Dataset excerpts
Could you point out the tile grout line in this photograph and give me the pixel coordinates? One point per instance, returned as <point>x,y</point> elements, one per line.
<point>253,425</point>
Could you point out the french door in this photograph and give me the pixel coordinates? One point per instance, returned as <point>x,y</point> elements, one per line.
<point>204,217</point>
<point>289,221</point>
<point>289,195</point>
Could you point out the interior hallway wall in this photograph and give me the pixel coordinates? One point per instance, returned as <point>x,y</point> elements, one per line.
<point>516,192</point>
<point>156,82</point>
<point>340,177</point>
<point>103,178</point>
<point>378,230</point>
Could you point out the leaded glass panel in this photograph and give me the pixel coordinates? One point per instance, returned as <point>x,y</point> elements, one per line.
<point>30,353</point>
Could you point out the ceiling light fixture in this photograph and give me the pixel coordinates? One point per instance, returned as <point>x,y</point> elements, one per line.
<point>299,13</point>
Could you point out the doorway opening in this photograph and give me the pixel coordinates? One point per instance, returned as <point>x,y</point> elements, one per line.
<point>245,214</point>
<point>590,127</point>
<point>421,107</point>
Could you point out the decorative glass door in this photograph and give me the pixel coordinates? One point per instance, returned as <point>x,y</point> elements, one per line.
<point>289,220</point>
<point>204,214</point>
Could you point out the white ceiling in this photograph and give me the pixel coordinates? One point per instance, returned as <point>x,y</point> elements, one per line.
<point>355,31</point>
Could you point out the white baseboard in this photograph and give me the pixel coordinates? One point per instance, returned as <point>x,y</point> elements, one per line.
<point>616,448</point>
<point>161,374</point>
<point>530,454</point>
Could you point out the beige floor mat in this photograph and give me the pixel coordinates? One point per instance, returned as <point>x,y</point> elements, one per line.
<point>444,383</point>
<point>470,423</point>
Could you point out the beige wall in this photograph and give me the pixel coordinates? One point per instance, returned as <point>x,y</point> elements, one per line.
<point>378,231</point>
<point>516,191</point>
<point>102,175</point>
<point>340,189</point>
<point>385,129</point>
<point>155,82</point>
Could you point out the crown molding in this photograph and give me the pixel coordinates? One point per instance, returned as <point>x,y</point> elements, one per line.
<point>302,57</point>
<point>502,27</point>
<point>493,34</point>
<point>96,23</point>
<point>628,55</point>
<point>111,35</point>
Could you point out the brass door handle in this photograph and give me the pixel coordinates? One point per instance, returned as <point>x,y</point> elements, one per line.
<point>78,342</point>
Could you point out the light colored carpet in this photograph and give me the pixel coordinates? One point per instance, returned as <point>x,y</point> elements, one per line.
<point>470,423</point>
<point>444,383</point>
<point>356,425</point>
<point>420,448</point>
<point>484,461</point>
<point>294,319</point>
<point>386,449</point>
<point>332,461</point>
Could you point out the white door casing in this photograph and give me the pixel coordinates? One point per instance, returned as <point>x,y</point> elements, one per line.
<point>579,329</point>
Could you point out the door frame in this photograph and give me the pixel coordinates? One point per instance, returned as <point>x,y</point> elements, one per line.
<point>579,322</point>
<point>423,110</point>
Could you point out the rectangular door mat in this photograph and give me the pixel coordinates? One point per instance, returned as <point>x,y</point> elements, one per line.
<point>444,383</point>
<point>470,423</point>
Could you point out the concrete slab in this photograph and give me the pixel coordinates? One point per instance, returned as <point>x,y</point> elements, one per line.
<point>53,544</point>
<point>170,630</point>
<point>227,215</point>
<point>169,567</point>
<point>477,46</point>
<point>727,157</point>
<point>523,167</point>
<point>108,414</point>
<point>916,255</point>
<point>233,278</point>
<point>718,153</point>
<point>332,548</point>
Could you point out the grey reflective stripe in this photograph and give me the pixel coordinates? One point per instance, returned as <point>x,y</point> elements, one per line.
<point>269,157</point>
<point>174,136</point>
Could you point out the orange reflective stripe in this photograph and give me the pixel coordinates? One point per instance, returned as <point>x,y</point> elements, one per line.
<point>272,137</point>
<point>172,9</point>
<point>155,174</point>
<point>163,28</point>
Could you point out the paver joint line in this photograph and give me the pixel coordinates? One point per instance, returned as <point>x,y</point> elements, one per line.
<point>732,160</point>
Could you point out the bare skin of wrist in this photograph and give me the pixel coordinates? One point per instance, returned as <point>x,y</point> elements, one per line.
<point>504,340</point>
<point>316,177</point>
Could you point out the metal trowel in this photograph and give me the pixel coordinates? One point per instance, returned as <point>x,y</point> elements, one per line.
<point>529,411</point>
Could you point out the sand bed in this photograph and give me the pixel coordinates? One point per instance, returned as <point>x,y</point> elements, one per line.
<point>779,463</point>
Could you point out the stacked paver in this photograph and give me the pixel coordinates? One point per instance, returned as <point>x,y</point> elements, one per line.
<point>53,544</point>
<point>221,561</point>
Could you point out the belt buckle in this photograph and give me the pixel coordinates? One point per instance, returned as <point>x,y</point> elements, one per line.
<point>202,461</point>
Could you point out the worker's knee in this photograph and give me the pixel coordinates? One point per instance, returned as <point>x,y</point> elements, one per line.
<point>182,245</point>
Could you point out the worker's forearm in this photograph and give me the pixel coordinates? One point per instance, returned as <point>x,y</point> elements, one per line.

PROMPT:
Repeat the records above exactly, leaving none out.

RESPONSE BOX:
Could you point out the tile grout line in this photograph and give me the pixel coordinates? One point per instance, returned as <point>x,y</point> elements, one per line.
<point>253,425</point>
Could you point out the french door in this photograph and give me the pixel coordinates? One point per instance, returned as <point>x,y</point> elements, one per line.
<point>204,217</point>
<point>289,221</point>
<point>289,195</point>
Could you point out the interior hallway wall in this photograph and give me the pixel coordinates? One point per instance, returned as <point>x,y</point> elements, one per line.
<point>516,192</point>
<point>156,82</point>
<point>340,177</point>
<point>103,178</point>
<point>378,230</point>
Could you point out the leaded glass panel in this photograph and give me the pixel coordinates? One point per instance, returned as <point>x,y</point> elements, one per line.
<point>30,353</point>
Could you point out the ceiling light fixture in this photograph and give me the pixel coordinates? One point per instance, returned as <point>x,y</point> elements, one per line.
<point>299,13</point>
Could you point out the doorway opening in this photograph and give me the pixel coordinates? One point per instance, returned as <point>x,y</point> elements, one per line.
<point>245,214</point>
<point>590,127</point>
<point>421,107</point>
Could you point out the decorative glass door in this photograph and give me the pixel coordinates? One point per instance, returned as <point>x,y</point> elements, one per line.
<point>289,220</point>
<point>204,214</point>
Could you point out the white ceiling in this photograph and give me the pixel coordinates? One point per instance, returned as <point>x,y</point> elements, one per line.
<point>355,31</point>
Could you point out the white baseboard in this photograph and give me the pixel coordinates? One point per instance, returned as <point>x,y</point> elements, one per line.
<point>616,448</point>
<point>161,374</point>
<point>530,454</point>
Could you point out the beige floor mat in this photograph and give me the pixel coordinates? One point per instance, returned as <point>x,y</point> elements, one per line.
<point>444,383</point>
<point>470,423</point>
Could you point out the beige wall in this photograph and give me the pixel coordinates? One point per instance, returned as <point>x,y</point> elements, one per line.
<point>378,231</point>
<point>516,191</point>
<point>102,175</point>
<point>340,189</point>
<point>385,129</point>
<point>155,82</point>
Could you point out the crown molding in this photograph and give me the pixel coordinates? One point per instance, returned as <point>x,y</point> elements, one per line.
<point>302,57</point>
<point>502,27</point>
<point>493,34</point>
<point>96,23</point>
<point>628,55</point>
<point>111,35</point>
Could you point out the brass door handle in this photograph and give me the pixel coordinates? One point per instance, returned as <point>x,y</point> elements, one per line.
<point>78,342</point>
Could you point out the light colored carpet in this photograph and give me the pixel coordinates? One point per instance, returned as <point>x,y</point> elements, one per line.
<point>470,423</point>
<point>444,383</point>
<point>356,425</point>
<point>420,448</point>
<point>484,461</point>
<point>294,319</point>
<point>386,449</point>
<point>332,461</point>
Could you point out the white door casing in this photograph and give me the pixel coordinates? One point per instance, returned as <point>x,y</point> elements, one per line.
<point>579,329</point>
Could you point out the door frame in this photograph and give me the pixel coordinates? One point per instance, returned as <point>x,y</point> elements, one per line.
<point>579,322</point>
<point>423,110</point>
Could you point out the rectangular door mat in this photograph and give me the pixel coordinates? One point per instance, returned as <point>x,y</point> elements, one per line.
<point>444,383</point>
<point>470,423</point>
Could you point out the concrete slab in this photograph and give me the pixel coordinates? One point per instance, returned as <point>x,y</point> elements, one per line.
<point>53,544</point>
<point>170,630</point>
<point>227,215</point>
<point>169,567</point>
<point>477,46</point>
<point>727,157</point>
<point>523,167</point>
<point>108,414</point>
<point>916,255</point>
<point>233,278</point>
<point>718,153</point>
<point>332,548</point>
Could you point out the grey reflective stripe in this photograph and give me the pixel coordinates? One point per instance, returned as <point>x,y</point> elements, one per line.
<point>269,157</point>
<point>174,136</point>
Could you point out the orange reflective stripe in this photograph and give me the pixel coordinates? One point per instance, returned as <point>x,y</point> elements, one per line.
<point>272,137</point>
<point>172,9</point>
<point>155,174</point>
<point>163,28</point>
Could you point out the paver joint line in this photograph and give me the pixel coordinates? One point per instance, returned as <point>x,y</point> elements, one per line.
<point>732,160</point>
Could you point out the bare skin of wrist in this photograph and give me the pixel coordinates? One point per instance, returned as <point>x,y</point> elements, one per line.
<point>504,340</point>
<point>316,177</point>
Could you point out the metal trowel in this photograph and give me the pixel coordinates? One point per instance, returned as <point>x,y</point> elements, one per line.
<point>529,411</point>
Could you point out the sand bed in this photograph and give me the pixel coordinates? One point per instance, returned as <point>x,y</point> elements, one per line.
<point>779,463</point>
Could you point out the stacked paver in this photograph and give me the pixel coordinates? One point per instance, returned as <point>x,y</point> elements, one per line.
<point>53,544</point>
<point>221,561</point>
Could you point out the belt buckle in this photograph and give me the pixel coordinates? One point per instance, returned as <point>x,y</point> elements, one per line.
<point>202,461</point>
Could you point out the worker's knee in this photograph and give me the pixel coordinates? One point per instance, returned as <point>x,y</point> elements, one per line.
<point>182,245</point>
Could you point out the worker's forearm in this photograph and give me the pixel coordinates? One point per instance, returned as <point>x,y</point> elements, one per line.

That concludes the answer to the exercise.